Задание ▸ Воспроизведите без изменений фрагмент приведённого текста от слов «Основатель династии, миролюбец» до слов «досталась красивая земля.» включительно.

Приведённый текст ▸
+--

Судьбы Москвы, местной княжеской династии и православной святости, рано пустившей корни на московских землях, переплелись в нерасторжимом единстве. Берешь одно — открывается другое, рассматриваешь другое — и проглядывает узор третьего.

Основатель династии, миролюбец и великий дипломат Даниил Александрович уже отличался большим благочестием. Впоследствии он удостоится прославления в лике святых.
Ему под руку досталась красивая земля.

Даниил Московский создал ту территориальную и политическую общность, которая стала Московской Русью. Это при нем княжество обрело свое ядро — ожерелье городов, окружавших Москву, защищавших ее и ждавших от нее защиты. Именно он упованием своим на Бога, предпочтением доброго мира междукняжеским склокам, рачительной хозяйственностью надолго вперед задал судьбу всего региона и стиль жизни его правителей.

+--

Исходные данные ▸

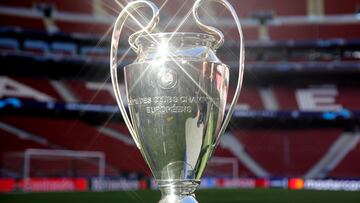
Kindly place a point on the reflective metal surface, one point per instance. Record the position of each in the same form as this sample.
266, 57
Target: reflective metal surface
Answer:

+--

Ответ к заданию ▸
Основатель династии, миролюбец и великий дипломат Даниил Александрович уже отличался большим благочестием. Впоследствии он удостоится прославления в лике святых.
Ему под руку досталась красивая земля.